## CHECK YOUR UNDERSTANDING
A. Reproduce the part of the text on vaccines and autism that opens with the words containing "The whole scare" and closes with "MMR) and autism.".
B. Summarize the text on vaccines and autism in two sentences.
C. Carry the text on vaccines and autism forward from the point where it stops.

## EXCERPT TO READ
Vaccines Cause Autism

Canard rating5/5

The canard

Vaccines — especially the MMR shot — cause autism in children.

The whole scare rests on a single 1998 paper of twelve children — retracted, ruled fraudulent, its author struck off — while the real science checked millions of kids and found nothing. Here are the receipts.

The receipts

Vaccines do not cause autism. The 1998 study that launched the scare was fully retracted, found to be fraudulent, and cost its lead author his medical licence — and since then large cohort studies and meta-analyses covering millions of children have found no link between vaccines (including MMR) and autism.

  1. 1

    The scare traces to one paper: Andrew Wakefield's 1998 study in The Lancet, based on just 12 children, which suggested a link between the MMR vaccine and autism. The Lancet fully retracted it in 2010 after the UK General Medical Council found Wakefield had acted dishonestly and against his patients' clinical interests, and he was struck off the medical register. A 2011 BMJ investigation by journalist Brian Deer concluded the study was not merely mistaken but 'an elaborate fraud' — patient records had been altered and Wakefield had undisclosed financial conflicts of interest.[1][2]

  2. 2

    When large studies looked, they found nothing. A Danish cohort of 537,303 children (New England Journal of Medicine, 2002) found no higher autism risk in MMR-vaccinated children than in unvaccinated ones. A second, larger Danish cohort of 657,461 children (Annals of Internal Medicine, 2019) again found MMR did not increase autism risk — not even among children with autism-prone siblings or other risk factors.[3][4]

  3. 3

    The finding holds across millions of children. A 2014 meta-analysis pooling data from more than 1.2 million children (published in Vaccine) found vaccines are not associated with autism, and specifically no relationship between the MMR vaccine, the preservative thimerosal, or mercury and the development of autism.[5]

  4. 4

    The proposed mechanisms don't hold up. The thimerosal (mercury-preservative) theory failed when autism diagnoses kept rising after thimerosal was removed from routine childhood vaccines around 2001, and a review by CDC scientists summarizing the full body of evidence concluded there is no link between MMR vaccination and autism. Autism's signs are often first noticed around the age children get routine shots — a coincidence in timing, not causation.[6][5]

Sources

  1. [1]Retraction—Ileal-lymphoid-nodular hyperplasia, non-specific colitis, and pervasive developmental disorder in childrenThe Lancet (2010)The Lancet's full retraction of Wakefield et al. (1998), the original 12-child paper behind the MMR–autism scare, after the UK General Medical Council found its claims false and its conduct unethical. (doi.org resolves to thelancet.com.)

## SOURCE MATERIAL
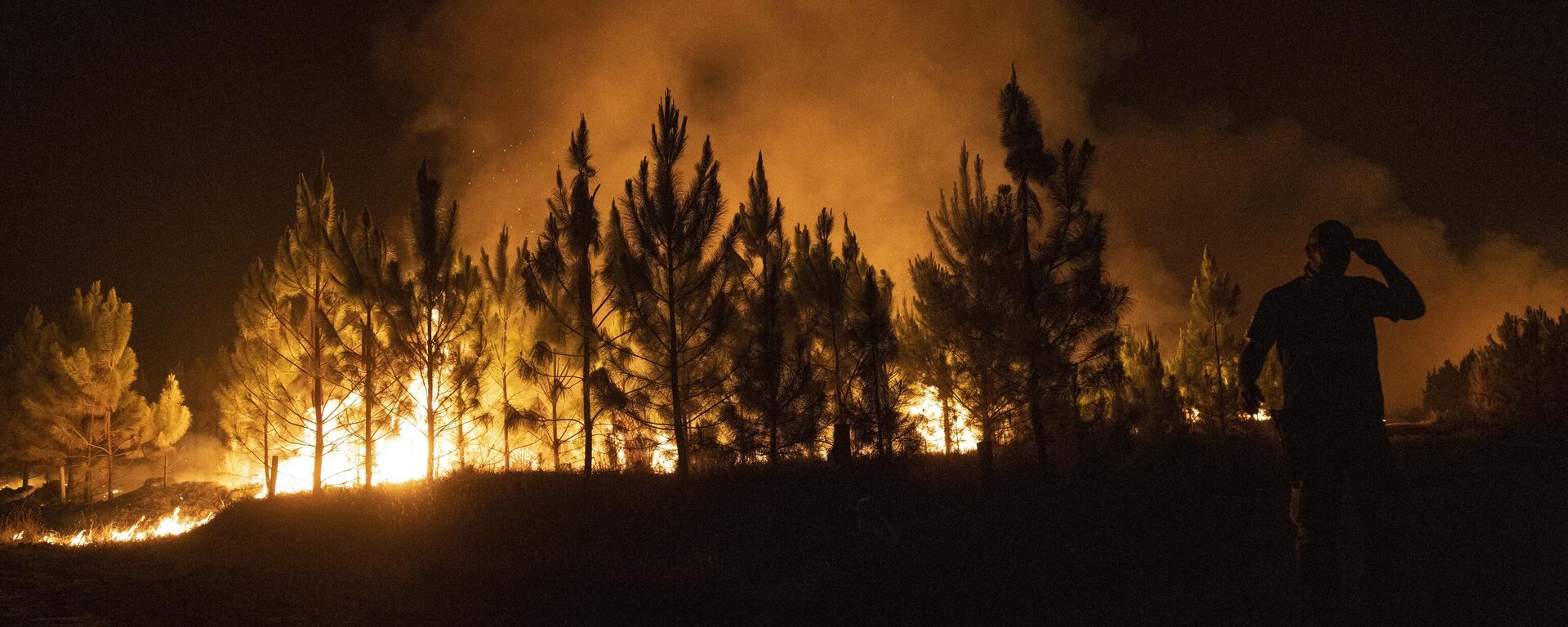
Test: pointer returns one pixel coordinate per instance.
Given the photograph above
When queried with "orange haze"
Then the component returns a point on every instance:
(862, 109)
--
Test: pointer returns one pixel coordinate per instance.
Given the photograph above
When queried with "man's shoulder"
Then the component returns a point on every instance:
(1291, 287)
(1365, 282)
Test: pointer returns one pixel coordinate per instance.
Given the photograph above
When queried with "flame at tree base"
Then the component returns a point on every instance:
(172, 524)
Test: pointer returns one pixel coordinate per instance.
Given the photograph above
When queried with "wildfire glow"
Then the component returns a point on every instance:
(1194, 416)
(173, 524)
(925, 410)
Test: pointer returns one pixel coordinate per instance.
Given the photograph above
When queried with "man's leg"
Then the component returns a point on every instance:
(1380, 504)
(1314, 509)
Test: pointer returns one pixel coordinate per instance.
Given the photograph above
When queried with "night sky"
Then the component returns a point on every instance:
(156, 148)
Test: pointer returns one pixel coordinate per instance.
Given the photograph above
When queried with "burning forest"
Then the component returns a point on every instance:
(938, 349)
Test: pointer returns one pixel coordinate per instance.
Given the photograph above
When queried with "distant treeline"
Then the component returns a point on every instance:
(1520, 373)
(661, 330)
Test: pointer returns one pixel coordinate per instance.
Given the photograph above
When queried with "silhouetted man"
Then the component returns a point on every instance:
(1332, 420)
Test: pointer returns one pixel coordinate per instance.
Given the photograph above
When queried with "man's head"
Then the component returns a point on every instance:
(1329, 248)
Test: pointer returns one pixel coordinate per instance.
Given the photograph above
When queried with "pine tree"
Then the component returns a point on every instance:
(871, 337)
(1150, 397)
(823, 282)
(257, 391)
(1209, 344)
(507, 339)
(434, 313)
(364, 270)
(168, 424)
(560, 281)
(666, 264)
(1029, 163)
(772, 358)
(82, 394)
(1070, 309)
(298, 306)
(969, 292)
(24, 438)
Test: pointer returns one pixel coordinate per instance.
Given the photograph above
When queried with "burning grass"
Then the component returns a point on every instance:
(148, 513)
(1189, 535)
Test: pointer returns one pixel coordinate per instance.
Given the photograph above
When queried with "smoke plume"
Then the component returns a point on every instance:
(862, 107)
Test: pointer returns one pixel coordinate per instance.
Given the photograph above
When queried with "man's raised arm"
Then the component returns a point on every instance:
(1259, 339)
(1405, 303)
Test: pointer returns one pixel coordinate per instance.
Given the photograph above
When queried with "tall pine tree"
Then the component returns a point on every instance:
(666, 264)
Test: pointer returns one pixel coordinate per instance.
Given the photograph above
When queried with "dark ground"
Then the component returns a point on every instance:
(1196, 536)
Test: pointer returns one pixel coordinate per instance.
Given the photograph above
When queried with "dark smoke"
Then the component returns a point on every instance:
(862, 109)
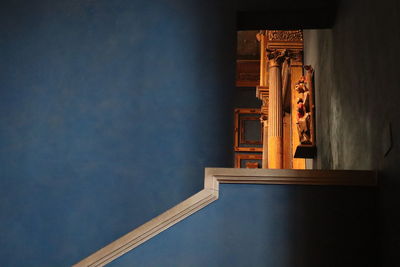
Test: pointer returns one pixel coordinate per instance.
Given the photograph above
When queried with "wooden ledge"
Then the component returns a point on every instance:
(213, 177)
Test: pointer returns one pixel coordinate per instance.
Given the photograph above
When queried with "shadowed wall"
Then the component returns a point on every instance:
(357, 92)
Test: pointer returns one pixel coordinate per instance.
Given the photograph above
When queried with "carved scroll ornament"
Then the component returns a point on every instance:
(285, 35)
--
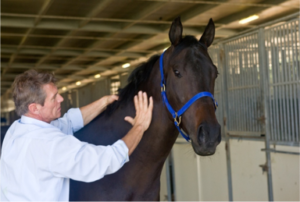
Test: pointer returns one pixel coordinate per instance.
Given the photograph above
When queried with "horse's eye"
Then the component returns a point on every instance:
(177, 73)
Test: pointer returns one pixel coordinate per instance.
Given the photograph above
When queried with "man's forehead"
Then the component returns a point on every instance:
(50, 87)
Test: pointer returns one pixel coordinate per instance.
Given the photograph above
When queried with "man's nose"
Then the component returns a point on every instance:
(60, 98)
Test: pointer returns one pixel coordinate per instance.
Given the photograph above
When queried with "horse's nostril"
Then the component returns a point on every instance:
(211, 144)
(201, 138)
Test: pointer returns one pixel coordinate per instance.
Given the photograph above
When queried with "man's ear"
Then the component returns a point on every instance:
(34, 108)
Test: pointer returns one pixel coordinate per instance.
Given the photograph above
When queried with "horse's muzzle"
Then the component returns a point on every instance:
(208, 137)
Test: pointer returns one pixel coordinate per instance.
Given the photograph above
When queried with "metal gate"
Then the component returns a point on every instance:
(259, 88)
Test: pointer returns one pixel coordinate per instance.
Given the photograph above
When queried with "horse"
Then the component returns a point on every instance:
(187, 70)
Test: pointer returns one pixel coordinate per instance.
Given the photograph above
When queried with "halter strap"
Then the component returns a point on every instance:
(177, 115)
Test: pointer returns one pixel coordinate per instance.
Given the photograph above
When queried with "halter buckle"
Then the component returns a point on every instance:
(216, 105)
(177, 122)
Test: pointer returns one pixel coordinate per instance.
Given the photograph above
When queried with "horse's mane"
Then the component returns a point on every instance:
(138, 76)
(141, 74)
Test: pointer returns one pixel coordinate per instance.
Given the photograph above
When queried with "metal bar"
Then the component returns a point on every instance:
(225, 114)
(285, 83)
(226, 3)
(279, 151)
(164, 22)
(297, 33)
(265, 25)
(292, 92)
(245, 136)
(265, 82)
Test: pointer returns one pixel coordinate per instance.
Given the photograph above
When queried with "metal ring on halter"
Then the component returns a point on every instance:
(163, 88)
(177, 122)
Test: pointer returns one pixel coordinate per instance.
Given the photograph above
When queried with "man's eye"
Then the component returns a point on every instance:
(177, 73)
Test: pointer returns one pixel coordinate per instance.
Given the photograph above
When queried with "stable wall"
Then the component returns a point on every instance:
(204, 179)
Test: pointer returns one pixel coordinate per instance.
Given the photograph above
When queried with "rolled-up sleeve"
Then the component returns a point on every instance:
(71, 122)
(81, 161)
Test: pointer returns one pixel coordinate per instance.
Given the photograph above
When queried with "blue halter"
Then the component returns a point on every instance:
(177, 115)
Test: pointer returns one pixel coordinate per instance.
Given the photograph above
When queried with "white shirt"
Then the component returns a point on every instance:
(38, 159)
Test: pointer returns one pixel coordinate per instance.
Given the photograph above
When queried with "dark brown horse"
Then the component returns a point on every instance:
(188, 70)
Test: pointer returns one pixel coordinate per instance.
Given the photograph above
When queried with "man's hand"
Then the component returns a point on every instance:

## ANSWERS TO THIS EXERCISE
A.
The whole scare rests on a single 1998 paper of twelve children — retracted, ruled fraudulent, its author struck off — while the real science checked millions of kids and found nothing. Here are the receipts.

The receipts

Vaccines do not cause autism. The 1998 study that launched the scare was fully retracted, found to be fraudulent, and cost its lead author his medical licence — and since then large cohort studies and meta-analyses covering millions of children have found no link between vaccines (including MMR) and autism.

B. The claim that vaccines, especially the MMR shot, cause autism traces to a 1998 Lancet paper on 12 children, which was retracted in 2010 and later judged fraudulent, and its author was struck off the medical register. Two large Danish cohorts and a 2014 meta-analysis of more than 1.2 million children found no link between vaccines and autism, and the thimerosal theory failed when autism diagnoses kept rising after the preservative was removed from routine childhood vaccines.

C.
  2. [2]How the case against the MMR vaccine was fixed. Brian DeerBMJ (342:c5347) (2011)BMJ investigation documenting that the Wakefield study was 'an elaborate fraud' — altered patient data and undisclosed financial conflicts of interest. (doi.org resolves to bmj.com.)
  3. [3]A Population-Based Study of Measles, Mumps, and Rubella Vaccination and Autism. Madsen KM, et al.New England Journal of Medicine (347:1477–1482) (2002)Danish retrospective cohort of 537,303 children: no higher risk of autism among MMR-vaccinated children. (doi.org resolves to nejm.org.)
  4. [4]Measles, Mumps, Rubella Vaccination and Autism: A Nationwide Cohort Study. Hviid A, Hansen JV, Frisch M, Melbye MAnnals of Internal Medicine (170:513–520) (2019)Danish nationwide cohort of 657,461 children: MMR vaccination did not increase autism risk, including in higher-risk subgroups. (doi.org resolves to acpjournals.org, which blocks automated fetchers but loads in a browser.)
  5. [5]Vaccines are not associated with autism: An evidence-based meta-analysis of case-control and cohort studies. Taylor LE, Swerdfeger AL, Eslick GDVaccine (32(29):3623–3629) (2014)Meta-analysis of more than 1.2 million children finding no association between vaccination (or MMR, thimerosal, or mercury) and autism. (doi.org resolves to sciencedirect.com.)
  6. [6]The MMR Vaccine and Autism. DeStefano F, Shimabukuro TTAnnual Review of Virology (6:585–600) (2019)Review by CDC scientists summarizing the evidence and concluding there is no link between MMR vaccination and autism, and that the thimerosal hypothesis is likewise unsupported.